▸ Given task
Under this task are some entries; return every one of them exactly.

▸ Records shown
----------

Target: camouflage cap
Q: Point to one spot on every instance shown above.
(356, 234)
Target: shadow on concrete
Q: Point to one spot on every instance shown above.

----------

▸ Written answer
Target: camouflage cap
Q: Point to one spot on every instance shown above.
(356, 234)
Target: shadow on concrete
Q: Point to one spot on every instance shown above.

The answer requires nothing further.